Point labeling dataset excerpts
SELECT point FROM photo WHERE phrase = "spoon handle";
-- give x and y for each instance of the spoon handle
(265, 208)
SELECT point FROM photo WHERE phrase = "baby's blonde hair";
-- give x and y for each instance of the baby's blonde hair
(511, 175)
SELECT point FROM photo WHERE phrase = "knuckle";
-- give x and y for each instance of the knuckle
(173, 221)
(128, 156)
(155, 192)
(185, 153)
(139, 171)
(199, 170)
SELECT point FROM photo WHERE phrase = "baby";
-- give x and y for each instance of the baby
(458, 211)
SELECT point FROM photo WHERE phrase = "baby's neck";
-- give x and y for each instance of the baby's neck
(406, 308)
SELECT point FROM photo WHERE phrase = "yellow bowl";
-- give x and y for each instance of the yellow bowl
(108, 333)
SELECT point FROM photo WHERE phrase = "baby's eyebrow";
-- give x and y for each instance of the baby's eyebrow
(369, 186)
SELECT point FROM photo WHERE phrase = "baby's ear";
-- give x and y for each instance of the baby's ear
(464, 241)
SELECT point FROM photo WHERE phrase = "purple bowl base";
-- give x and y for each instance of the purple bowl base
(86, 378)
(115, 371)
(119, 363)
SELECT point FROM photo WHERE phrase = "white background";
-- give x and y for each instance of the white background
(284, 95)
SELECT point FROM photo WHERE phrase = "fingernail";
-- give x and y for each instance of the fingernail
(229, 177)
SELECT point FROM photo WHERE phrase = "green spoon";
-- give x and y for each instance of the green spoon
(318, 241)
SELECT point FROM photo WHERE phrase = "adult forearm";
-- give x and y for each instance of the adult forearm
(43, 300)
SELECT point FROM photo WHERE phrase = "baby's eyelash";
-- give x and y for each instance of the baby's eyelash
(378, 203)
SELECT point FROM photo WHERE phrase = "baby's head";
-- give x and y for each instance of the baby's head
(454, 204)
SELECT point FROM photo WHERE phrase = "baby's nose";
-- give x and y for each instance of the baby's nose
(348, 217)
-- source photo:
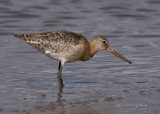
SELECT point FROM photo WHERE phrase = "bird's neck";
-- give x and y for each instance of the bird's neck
(90, 51)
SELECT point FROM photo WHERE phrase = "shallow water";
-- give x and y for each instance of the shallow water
(104, 84)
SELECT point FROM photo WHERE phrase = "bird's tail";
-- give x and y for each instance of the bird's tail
(21, 36)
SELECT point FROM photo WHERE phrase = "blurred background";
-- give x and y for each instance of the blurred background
(104, 84)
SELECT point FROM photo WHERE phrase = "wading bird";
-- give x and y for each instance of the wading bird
(66, 46)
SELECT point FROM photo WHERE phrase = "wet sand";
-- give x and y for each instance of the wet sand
(102, 85)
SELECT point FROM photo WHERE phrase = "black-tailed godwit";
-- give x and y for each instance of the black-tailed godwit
(66, 46)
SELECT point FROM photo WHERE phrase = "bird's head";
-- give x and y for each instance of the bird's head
(101, 43)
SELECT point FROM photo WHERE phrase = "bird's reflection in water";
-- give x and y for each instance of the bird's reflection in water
(59, 95)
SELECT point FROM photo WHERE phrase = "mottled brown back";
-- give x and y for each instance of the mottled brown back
(57, 41)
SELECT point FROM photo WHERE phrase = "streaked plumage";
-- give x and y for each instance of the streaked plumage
(66, 46)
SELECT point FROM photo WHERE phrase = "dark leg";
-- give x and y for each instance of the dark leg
(59, 76)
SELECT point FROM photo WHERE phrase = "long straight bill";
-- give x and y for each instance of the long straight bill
(118, 55)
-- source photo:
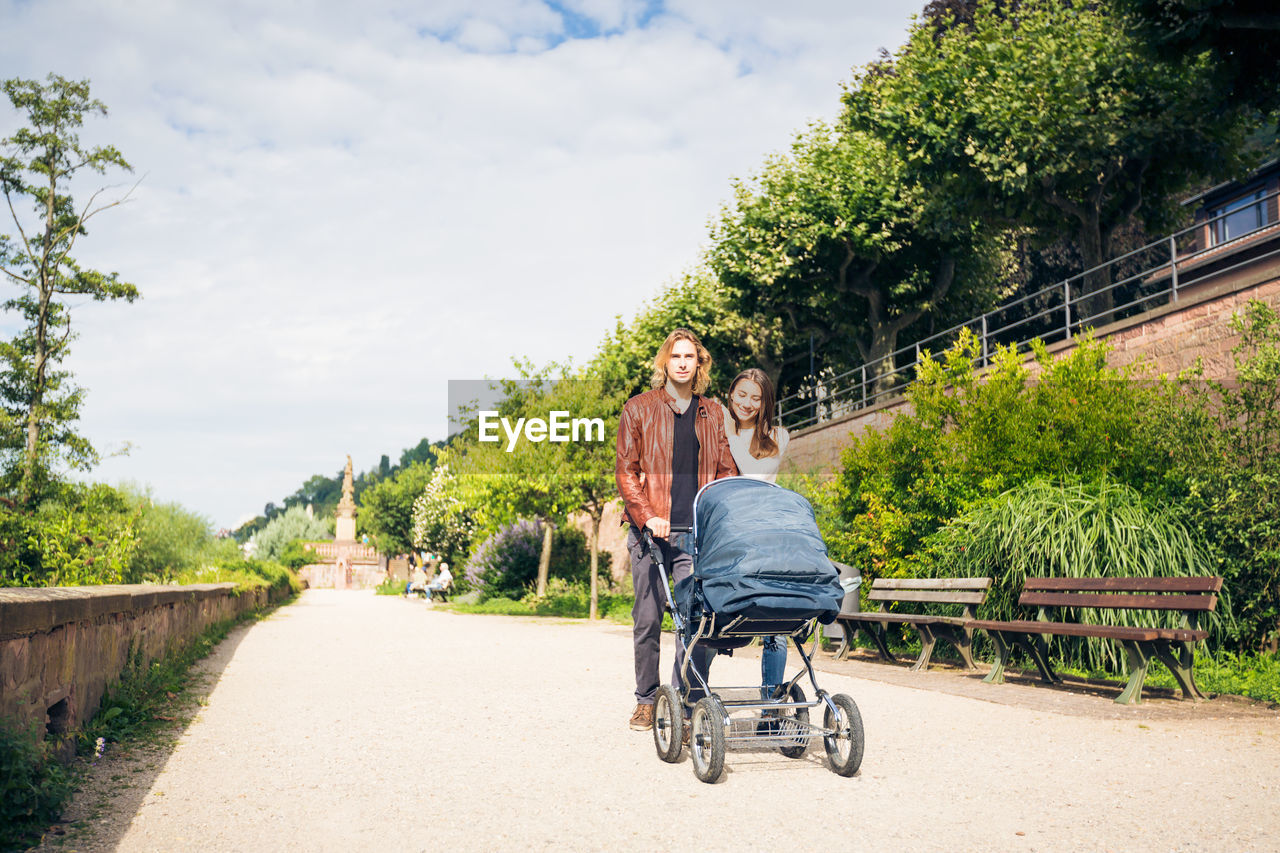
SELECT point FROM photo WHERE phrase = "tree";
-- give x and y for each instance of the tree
(696, 301)
(1050, 114)
(1243, 37)
(37, 165)
(846, 245)
(442, 521)
(548, 480)
(387, 509)
(293, 525)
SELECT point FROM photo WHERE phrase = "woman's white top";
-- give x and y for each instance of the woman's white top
(740, 445)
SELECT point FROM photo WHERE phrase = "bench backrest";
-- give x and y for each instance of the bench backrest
(969, 592)
(1187, 594)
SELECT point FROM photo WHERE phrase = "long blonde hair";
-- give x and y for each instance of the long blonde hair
(762, 439)
(702, 377)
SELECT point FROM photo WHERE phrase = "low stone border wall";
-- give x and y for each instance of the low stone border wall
(62, 646)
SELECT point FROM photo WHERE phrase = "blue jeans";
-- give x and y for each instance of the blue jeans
(773, 664)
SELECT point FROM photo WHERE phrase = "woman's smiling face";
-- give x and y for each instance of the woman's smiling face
(745, 402)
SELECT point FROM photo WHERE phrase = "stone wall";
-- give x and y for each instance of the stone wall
(60, 647)
(1169, 338)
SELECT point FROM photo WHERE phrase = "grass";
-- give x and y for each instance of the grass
(1252, 675)
(1255, 676)
(562, 601)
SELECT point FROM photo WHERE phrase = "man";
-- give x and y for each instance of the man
(671, 442)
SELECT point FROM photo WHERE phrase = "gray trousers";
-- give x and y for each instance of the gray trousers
(647, 616)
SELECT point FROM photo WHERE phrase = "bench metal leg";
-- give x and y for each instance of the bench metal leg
(927, 642)
(997, 666)
(1038, 651)
(1034, 648)
(876, 630)
(963, 641)
(1139, 656)
(1182, 667)
(845, 641)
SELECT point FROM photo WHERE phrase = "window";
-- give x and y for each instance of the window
(1238, 218)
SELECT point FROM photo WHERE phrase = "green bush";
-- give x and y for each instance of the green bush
(1203, 456)
(246, 574)
(968, 438)
(33, 787)
(1224, 474)
(1046, 529)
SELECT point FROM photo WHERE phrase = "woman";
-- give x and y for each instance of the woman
(758, 446)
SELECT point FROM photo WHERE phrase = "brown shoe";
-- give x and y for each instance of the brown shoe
(641, 719)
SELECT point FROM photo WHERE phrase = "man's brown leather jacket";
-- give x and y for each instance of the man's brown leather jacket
(645, 442)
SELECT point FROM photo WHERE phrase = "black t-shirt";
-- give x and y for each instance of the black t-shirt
(684, 468)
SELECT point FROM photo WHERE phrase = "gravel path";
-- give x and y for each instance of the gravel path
(357, 723)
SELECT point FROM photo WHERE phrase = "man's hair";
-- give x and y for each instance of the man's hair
(702, 377)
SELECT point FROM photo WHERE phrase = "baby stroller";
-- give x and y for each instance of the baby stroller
(760, 569)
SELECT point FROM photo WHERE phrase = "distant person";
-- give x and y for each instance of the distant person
(758, 446)
(440, 583)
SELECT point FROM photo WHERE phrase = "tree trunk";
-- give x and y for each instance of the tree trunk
(544, 562)
(595, 565)
(1096, 309)
(27, 491)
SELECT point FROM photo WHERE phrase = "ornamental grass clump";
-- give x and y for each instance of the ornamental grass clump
(1070, 529)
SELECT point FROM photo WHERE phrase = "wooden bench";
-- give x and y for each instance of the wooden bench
(963, 592)
(1174, 647)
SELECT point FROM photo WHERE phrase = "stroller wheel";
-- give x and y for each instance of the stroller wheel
(845, 746)
(800, 744)
(668, 724)
(707, 739)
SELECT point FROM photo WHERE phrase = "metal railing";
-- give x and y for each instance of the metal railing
(1120, 288)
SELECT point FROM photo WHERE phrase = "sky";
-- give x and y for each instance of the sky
(342, 206)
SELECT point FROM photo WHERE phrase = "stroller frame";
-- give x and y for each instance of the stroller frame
(782, 719)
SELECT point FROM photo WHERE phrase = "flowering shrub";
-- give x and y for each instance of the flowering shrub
(506, 564)
(442, 523)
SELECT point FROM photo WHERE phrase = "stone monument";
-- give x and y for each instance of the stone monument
(344, 562)
(344, 524)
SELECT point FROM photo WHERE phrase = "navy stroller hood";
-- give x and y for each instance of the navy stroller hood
(758, 553)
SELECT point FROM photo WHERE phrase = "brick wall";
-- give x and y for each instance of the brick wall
(60, 647)
(1169, 340)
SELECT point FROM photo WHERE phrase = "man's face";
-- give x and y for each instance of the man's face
(682, 363)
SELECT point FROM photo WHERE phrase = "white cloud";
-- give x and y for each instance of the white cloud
(346, 205)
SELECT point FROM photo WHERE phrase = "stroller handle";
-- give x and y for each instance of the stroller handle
(647, 534)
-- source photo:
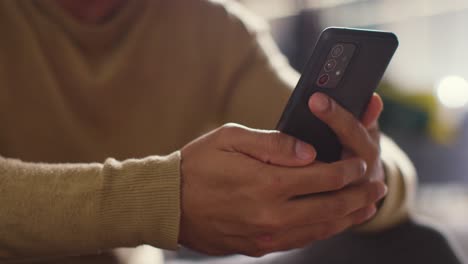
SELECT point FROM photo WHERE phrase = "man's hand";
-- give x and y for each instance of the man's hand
(254, 192)
(360, 139)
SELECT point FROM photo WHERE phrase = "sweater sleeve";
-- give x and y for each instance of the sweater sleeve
(262, 86)
(73, 209)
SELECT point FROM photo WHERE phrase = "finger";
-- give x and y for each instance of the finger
(315, 178)
(349, 130)
(267, 146)
(334, 205)
(373, 111)
(302, 236)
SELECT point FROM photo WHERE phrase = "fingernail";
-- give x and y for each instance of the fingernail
(383, 189)
(363, 167)
(371, 212)
(320, 102)
(303, 150)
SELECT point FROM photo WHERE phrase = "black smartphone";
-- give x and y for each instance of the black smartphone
(347, 65)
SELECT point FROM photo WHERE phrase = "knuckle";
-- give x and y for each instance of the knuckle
(230, 130)
(267, 221)
(338, 207)
(278, 142)
(338, 180)
(276, 185)
(372, 193)
(261, 248)
(325, 231)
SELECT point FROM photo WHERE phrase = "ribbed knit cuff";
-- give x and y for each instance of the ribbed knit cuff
(401, 182)
(140, 202)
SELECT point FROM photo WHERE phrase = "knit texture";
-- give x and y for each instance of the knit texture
(93, 115)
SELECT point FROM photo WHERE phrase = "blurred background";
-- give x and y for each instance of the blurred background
(425, 89)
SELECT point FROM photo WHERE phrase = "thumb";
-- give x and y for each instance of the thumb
(269, 146)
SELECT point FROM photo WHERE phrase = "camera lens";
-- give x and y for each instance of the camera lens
(323, 79)
(337, 51)
(330, 65)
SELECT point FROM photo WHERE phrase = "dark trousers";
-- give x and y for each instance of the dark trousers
(407, 243)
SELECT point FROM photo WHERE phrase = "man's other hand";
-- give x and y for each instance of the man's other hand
(254, 192)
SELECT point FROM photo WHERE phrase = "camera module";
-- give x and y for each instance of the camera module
(330, 65)
(337, 50)
(323, 79)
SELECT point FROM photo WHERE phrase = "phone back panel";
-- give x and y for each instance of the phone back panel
(374, 50)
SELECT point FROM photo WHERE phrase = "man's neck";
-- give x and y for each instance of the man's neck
(91, 11)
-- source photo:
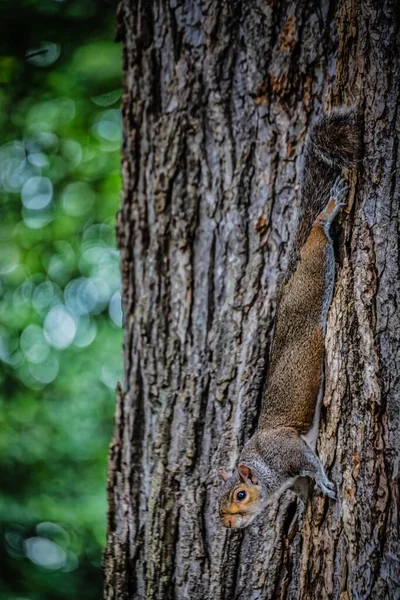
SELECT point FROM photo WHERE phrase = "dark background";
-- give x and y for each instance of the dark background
(60, 315)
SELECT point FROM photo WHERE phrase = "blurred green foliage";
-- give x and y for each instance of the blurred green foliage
(60, 309)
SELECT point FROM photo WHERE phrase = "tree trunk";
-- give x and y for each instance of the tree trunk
(218, 98)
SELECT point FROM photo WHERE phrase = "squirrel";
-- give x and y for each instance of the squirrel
(282, 449)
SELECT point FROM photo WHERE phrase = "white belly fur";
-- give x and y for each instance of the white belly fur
(311, 436)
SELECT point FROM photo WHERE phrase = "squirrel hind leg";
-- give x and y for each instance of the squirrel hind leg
(335, 204)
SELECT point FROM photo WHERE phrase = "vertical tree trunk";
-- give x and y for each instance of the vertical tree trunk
(218, 98)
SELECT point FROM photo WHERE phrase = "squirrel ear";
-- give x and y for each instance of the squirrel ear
(223, 474)
(247, 475)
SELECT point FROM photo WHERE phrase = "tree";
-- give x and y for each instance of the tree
(218, 98)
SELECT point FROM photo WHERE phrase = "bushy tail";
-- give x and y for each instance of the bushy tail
(332, 143)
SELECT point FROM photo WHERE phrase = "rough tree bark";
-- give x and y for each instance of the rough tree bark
(218, 98)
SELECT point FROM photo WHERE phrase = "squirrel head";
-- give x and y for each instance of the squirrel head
(241, 498)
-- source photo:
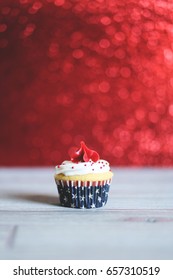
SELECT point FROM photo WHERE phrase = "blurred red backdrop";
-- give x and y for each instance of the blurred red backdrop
(99, 71)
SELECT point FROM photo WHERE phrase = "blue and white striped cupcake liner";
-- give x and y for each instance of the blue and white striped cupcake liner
(79, 194)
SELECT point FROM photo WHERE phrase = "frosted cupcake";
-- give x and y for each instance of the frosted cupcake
(83, 181)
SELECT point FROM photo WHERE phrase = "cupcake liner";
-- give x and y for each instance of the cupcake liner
(79, 194)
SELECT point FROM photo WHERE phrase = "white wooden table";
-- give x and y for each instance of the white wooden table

- Job: Count the lines in the entries that contain the string "wading". Give only the number.

- Result below: 2